- [Your goal]: When the records are reproduced, each one must match exactly, and no picture may be kept.

- [Available data]:
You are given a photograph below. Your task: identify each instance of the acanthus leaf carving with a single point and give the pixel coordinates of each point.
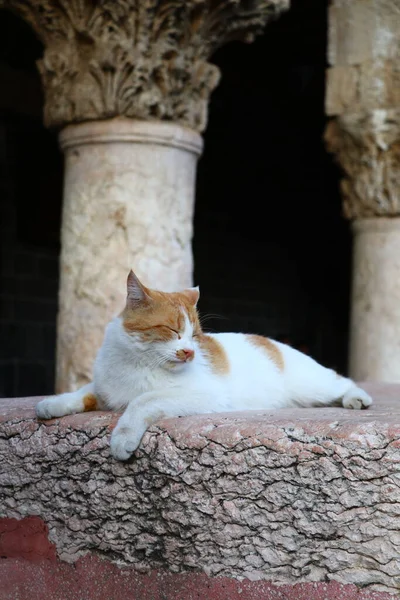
(367, 147)
(140, 59)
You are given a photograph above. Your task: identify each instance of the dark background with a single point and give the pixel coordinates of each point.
(272, 251)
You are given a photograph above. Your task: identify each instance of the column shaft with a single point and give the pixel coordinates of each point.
(128, 203)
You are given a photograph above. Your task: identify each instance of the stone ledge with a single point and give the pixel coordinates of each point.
(291, 496)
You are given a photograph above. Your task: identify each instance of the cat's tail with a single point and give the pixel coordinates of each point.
(82, 400)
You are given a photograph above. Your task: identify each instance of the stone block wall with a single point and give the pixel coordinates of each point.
(275, 505)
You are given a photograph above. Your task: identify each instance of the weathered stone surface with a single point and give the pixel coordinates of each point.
(375, 306)
(367, 146)
(363, 93)
(91, 578)
(128, 203)
(289, 496)
(139, 59)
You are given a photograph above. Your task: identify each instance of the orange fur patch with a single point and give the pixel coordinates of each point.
(89, 402)
(215, 353)
(274, 354)
(162, 318)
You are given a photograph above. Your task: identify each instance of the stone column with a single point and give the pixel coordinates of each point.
(127, 82)
(363, 97)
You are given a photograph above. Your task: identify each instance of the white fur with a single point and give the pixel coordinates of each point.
(149, 382)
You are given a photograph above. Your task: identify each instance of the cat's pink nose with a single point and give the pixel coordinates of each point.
(186, 354)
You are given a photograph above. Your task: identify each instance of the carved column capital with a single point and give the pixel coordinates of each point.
(362, 97)
(142, 59)
(367, 147)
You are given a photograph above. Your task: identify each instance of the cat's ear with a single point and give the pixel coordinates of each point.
(136, 292)
(192, 294)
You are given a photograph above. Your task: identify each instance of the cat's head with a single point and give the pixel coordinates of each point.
(164, 325)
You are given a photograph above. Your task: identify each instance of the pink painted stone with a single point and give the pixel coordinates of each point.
(91, 578)
(211, 506)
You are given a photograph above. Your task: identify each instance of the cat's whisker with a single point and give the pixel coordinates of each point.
(227, 372)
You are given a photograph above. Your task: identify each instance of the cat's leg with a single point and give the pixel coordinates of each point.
(324, 387)
(69, 403)
(146, 410)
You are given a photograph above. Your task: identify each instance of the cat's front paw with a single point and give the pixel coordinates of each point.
(124, 442)
(47, 409)
(357, 399)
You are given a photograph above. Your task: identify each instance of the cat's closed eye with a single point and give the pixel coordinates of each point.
(175, 331)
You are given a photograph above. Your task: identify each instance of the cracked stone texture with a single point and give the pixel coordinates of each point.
(288, 496)
(128, 203)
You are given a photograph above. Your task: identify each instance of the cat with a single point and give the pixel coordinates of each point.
(156, 362)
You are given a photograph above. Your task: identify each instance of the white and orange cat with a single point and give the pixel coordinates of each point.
(156, 362)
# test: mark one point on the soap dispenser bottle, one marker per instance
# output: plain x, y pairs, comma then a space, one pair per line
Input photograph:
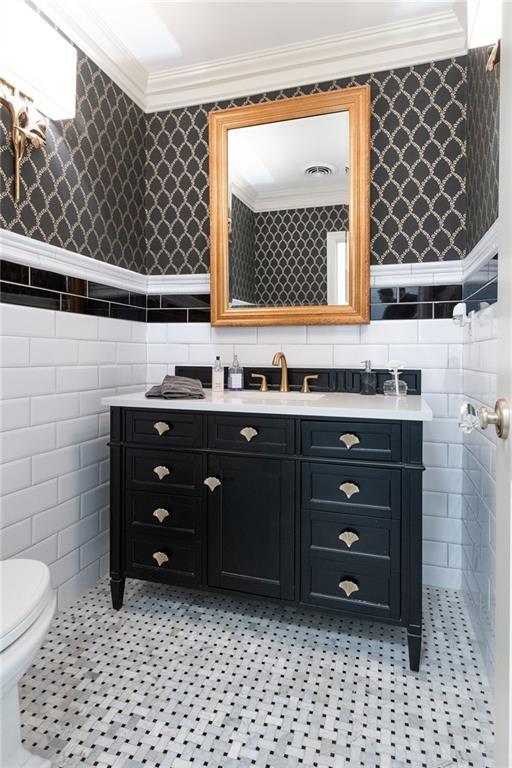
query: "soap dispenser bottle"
235, 375
368, 379
218, 376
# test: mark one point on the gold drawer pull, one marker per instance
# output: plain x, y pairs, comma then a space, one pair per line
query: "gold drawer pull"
160, 558
161, 514
349, 489
248, 433
212, 483
161, 472
348, 538
349, 439
161, 427
348, 587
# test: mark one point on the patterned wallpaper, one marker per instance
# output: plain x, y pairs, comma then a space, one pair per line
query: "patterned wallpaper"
241, 252
85, 191
291, 254
418, 194
482, 145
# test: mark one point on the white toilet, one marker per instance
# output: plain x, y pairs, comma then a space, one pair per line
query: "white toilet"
26, 611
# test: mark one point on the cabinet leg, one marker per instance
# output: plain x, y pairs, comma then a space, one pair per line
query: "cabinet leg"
117, 592
414, 643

- [Answer section]:
You are given a photograph below. Your task: identify each instance of the acanthus leaf carving with a single point and give the pixel coordinates of each point.
(367, 147)
(140, 59)
You are given a photograph above. Your task: identify each instance of the dark background with a single point and give the pixel coordinates of each point.
(272, 251)
You are given a photograph above. Your task: identify each instance of the column shaft with a single point and give the pixel coordinates of each point.
(128, 203)
You are given a photograph above. Your task: identify each instance of the stone ledge with a single point and give the pixel coordinates of each point.
(291, 496)
You are given a photograph above. Your task: identify each instance of the cat's tail with a single point and give the pixel coordinates of each point.
(82, 400)
You are given a photograph above. Your task: identify each instance of the stone block wall with a single point and give the pixel coordinates of each point.
(275, 505)
You are given a photograph above. Your task: identify each instance of the weathered stone surface with a single point and give the pixel coordinates of each point.
(375, 306)
(367, 146)
(363, 93)
(91, 578)
(128, 203)
(289, 496)
(139, 59)
You are given a photograph above. Your task: identify each instance of the orange fur patch with a single point and give the pixel coordinates of each point.
(89, 402)
(215, 353)
(274, 354)
(162, 318)
You are given a photograph above. Your task: identify each instance of the stone column with a single point and give the pixel coordinates of each point.
(127, 82)
(363, 97)
You are given a photograph above. Your task: identify each instance of the white fur with a single point and give the pixel coordinates of each point.
(149, 382)
You are given a photograph above. Your task: identify each instance of the cat's pink nose with a single point and give the pixel coordinates of each point.
(186, 354)
You are given a photograph above. Your task: identify each instance of the carved column capital with a single point and give the pixel coordinates of each point.
(362, 97)
(142, 59)
(367, 147)
You are given a photograph above. Your task: identify each instance of the cat's ear with a single point and give the pixel coordinates of each point.
(136, 292)
(192, 294)
You are given a photograph above. Your task: identify each instance of the cat's head with a single point and give the pixel coordinates of each point.
(164, 325)
You are given a photograph above. Your task: identify each instance of the pink painted stone with a single point and give the pixel coordinates of each point.
(91, 578)
(211, 506)
You are given a photograph above. Your task: identify each instance of the cat's whisker with a single point and give the pixel coordinates of each point.
(227, 372)
You are given a photograph above. Your task: identify each instance of the cat's leg with a single point and give the pixel coordinates of each point.
(324, 387)
(69, 403)
(146, 410)
You are given a photograph above. Your task: identify each instance of the cat's front paw with a single point and give the pixel coordinates of each point.
(124, 442)
(47, 409)
(357, 399)
You are given a photograph above. Your task: identify each instance of the cat's closed eye with a single point and give the pixel coordinates of each point.
(175, 331)
You are given a photograph above. Your task: identify each instance of the cracked stone texture with a single point and give the pixel coordinates of each point.
(288, 496)
(128, 203)
You are given a photograph above. Your task: identify each instance of the cat with a single point and give the pixel coordinates of each point.
(156, 362)
You are given a photograph above. Your task: identify each instance of the white and orange cat with a single point and give the pixel coordinates of each point.
(156, 362)
# test: mark one point on the soap dispenser bottle, one marker per instance
# output: plain x, y pairs, comma then a space, one pair per line
Input photograph:
query: "soap dispenser bottle"
235, 375
368, 379
218, 376
# test: mark one point on the gold drawer pull, one marker per instance
# output: plain x, y pairs, comma then a space, one pair per line
query: "gold drawer pull"
160, 558
161, 514
349, 489
248, 433
212, 483
161, 472
348, 538
349, 439
161, 427
348, 587
# test: mark one point on the patterned wallpaper, one marker per instance
# output: plain x, y pairs, comma then a space, one pair per line
query: "patterned wallpaper"
241, 252
85, 191
291, 254
418, 194
482, 145
# test: mark one point on the white toilet, one marker per instance
# output: plain x, y pairs, comma then a space, one pair per line
query: "white toilet"
26, 611
# test: mark one point on the cabinet leg, one marker per instance
# output: plain x, y pairs, comma then a space, one pair per line
query: "cabinet leg"
117, 592
414, 643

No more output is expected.